Seitentext —

········

Regina Poersch: Kürzung des EU-Haushalts ist für uns nicht akzeptabel

Nicht erst seit dem Brexit fragen wir uns, wie es mit
der EU weitergeht, diesem einzigartigen Friedens- und
Wohlstandsprojekt. Das gilt auch für den europäischen Finanzrahmen.
Bereits bei den Verhandlungen zum Finanzrahmen für die aktuelle
Förderperiode 2014-2020 musste Schleswig-Holstein mit weniger Mitteln
auskommen. Man hatte Großbritannien und dem damaligen Premierminister
David Cameron das Zugeständnis gemacht, unter 1 % des BIP zu bleiben.
Damit sollte das Vereinigte Königreich in der EU gehalten werden. Na,
das hat ja super funktioniert! Heute stehen wir wieder vor der
gleichen Frage und deshalb begrüßen wir die von der Europäischen
Kommission angestoßene Debatte zur Zukunft der EU-Finanzen. Eine
weitere Kürzung des EU-Haushalts und der Beiträge der
Mitgliedsstaaten unter 1% Bruttoinlandsprodukt sind für uns nicht
akzeptabel. Und: Nicht weniger, sondern mehr gemeinsames Handeln muss
unser Ziel sein! Deshalb fordern wir die Landesregierung dazu auf,
sich im Bundesrat für eine auskömmliche Ausstattung des EU-Haushalts
einzusetzen. Die Debatte befindet sich erst am Anfang. Auch im
Europaausschuss haben wir den Faden aufgenommen. Mein Dank geht an
dieser Stelle an den Kollegen Andresen.

········

Aufgelistetes Material —

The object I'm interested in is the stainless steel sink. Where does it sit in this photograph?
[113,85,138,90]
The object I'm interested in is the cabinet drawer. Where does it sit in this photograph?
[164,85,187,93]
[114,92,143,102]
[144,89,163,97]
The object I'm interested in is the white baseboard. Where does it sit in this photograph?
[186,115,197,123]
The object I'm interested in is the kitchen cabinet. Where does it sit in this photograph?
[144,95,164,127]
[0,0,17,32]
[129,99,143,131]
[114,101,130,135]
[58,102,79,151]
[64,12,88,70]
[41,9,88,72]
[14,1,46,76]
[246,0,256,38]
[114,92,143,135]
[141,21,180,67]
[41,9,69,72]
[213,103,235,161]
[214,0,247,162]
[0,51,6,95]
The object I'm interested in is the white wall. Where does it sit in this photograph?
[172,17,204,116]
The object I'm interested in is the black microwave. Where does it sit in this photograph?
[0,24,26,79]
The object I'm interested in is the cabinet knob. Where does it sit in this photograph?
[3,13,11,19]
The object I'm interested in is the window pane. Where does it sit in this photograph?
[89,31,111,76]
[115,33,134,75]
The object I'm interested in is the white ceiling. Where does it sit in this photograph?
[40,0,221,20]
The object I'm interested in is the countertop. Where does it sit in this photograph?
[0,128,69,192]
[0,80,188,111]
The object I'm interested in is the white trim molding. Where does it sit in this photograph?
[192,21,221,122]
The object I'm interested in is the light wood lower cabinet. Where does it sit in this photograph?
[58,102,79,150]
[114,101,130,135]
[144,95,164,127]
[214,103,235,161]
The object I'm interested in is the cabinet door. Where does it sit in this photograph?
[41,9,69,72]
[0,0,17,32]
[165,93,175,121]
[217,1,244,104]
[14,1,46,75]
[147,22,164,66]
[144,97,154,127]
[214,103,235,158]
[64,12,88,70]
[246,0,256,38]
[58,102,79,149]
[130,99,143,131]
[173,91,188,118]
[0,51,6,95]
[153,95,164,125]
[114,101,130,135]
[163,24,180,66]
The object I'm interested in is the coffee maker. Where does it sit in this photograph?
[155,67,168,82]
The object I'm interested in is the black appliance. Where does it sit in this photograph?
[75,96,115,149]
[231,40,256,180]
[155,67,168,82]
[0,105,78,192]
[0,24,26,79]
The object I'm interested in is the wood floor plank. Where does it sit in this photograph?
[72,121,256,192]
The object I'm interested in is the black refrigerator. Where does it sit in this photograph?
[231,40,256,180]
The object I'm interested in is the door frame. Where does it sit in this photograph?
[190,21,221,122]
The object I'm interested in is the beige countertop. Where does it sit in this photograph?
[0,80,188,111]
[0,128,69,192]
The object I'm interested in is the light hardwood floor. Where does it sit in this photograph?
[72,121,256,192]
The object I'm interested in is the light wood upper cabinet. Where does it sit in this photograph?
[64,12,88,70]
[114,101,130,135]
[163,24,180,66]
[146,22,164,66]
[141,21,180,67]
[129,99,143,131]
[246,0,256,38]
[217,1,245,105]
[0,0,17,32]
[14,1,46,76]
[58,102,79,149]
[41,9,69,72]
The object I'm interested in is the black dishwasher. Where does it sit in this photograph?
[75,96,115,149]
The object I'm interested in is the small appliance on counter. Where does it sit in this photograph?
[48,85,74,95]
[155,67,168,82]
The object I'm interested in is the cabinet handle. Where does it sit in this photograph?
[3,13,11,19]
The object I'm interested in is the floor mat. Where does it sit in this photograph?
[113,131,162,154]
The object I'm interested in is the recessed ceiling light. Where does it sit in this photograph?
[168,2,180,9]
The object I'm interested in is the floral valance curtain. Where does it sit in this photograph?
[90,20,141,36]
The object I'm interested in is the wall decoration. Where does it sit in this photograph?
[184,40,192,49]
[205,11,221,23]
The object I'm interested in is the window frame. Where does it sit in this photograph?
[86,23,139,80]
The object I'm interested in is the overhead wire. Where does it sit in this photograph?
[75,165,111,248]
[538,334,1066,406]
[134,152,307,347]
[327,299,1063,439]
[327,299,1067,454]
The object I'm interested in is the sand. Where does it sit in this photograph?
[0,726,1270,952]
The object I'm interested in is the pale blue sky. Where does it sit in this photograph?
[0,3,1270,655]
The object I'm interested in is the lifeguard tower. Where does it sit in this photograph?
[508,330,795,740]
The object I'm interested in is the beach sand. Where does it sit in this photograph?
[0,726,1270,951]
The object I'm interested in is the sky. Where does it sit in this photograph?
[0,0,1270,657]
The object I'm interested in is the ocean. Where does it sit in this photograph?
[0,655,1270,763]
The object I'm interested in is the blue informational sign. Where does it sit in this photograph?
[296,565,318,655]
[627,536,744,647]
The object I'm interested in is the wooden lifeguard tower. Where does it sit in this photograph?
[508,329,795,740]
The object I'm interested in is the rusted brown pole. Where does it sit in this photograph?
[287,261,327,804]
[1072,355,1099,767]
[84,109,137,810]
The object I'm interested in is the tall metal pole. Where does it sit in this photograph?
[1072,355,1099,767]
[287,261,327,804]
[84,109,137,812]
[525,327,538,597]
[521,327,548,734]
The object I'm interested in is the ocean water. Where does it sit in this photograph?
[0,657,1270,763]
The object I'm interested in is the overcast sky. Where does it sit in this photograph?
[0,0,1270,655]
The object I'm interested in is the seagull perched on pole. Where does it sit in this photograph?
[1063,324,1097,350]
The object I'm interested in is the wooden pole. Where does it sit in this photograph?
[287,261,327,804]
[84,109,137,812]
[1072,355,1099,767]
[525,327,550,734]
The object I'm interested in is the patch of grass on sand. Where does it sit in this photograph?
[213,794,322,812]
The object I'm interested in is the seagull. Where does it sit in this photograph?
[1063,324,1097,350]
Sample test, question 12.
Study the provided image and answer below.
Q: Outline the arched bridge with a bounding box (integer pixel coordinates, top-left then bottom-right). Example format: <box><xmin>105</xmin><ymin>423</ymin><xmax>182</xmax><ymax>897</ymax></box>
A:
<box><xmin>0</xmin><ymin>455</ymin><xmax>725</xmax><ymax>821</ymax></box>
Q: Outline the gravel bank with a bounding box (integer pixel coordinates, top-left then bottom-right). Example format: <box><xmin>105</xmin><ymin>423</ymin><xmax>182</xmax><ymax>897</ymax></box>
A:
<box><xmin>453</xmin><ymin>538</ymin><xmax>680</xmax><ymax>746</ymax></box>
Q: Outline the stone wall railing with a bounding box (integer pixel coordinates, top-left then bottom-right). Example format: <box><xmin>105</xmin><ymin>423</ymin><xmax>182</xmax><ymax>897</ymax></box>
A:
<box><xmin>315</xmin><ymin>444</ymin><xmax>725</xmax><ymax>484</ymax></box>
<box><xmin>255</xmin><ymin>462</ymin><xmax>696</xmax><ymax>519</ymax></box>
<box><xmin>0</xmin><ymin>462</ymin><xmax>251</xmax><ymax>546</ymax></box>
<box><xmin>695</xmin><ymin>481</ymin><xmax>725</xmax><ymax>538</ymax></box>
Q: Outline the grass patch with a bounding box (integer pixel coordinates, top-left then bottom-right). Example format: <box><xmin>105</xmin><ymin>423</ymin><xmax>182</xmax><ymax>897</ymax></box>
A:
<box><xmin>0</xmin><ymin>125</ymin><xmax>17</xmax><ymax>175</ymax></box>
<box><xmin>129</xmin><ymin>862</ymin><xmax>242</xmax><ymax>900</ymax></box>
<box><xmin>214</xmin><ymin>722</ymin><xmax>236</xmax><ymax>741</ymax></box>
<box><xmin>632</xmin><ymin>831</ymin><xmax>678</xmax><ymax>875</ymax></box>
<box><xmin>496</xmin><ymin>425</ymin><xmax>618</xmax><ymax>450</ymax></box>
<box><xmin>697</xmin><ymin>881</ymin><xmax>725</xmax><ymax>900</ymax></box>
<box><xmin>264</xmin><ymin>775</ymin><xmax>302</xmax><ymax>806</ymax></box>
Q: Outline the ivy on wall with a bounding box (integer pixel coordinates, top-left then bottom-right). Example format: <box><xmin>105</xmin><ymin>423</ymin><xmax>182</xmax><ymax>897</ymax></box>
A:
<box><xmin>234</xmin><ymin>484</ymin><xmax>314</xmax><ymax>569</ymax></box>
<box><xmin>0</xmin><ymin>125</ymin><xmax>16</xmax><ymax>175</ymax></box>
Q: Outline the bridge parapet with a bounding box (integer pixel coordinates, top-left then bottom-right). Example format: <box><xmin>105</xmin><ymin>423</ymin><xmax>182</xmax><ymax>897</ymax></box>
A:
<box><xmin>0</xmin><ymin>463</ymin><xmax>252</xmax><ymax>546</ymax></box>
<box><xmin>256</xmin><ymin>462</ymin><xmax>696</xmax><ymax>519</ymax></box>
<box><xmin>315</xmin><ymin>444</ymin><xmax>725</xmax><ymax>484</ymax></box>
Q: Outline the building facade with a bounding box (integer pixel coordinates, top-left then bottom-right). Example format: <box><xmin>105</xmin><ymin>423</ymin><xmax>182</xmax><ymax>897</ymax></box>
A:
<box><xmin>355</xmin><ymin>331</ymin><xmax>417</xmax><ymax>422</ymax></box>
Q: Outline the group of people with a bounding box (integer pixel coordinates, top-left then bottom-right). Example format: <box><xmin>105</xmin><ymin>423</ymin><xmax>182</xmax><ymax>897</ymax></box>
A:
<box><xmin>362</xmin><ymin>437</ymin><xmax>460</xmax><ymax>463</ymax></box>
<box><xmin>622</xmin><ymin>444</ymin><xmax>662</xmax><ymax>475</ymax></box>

········

Arbeitsauftrag A —
Beantworten Sie anhand des Seitentexts folgende Fragen:
(i) Welche Förderperiode wird für den aktuellen Finanzrahmen genannt?
(ii) Welchem damaligen Premierminister wurde das Zugeständnis gemacht, unter 1 % des BIP zu bleiben?
(iii) In welchem Ausschuss wurde der Faden ebenfalls aufgenommen?
Arbeitsauftrag B — Übersetzen Sie diesen Satz aus dem Seitentext ins Englische: „Deshalb fordern wir die Landesregierung dazu auf, sich im Bundesrat für eine auskömmliche Ausstattung des EU-Haushalts einzusetzen.“
Für die Bearbeitung wird das Material nicht gebraucht.

Endgültige Antwort A —
(i) 2014-2020
(ii) David Cameron
(iii) Im Europaausschuss

Endgültige Antwort B — We therefore call on the state government to advocate in the Bundesrat for adequate funding of the EU budget.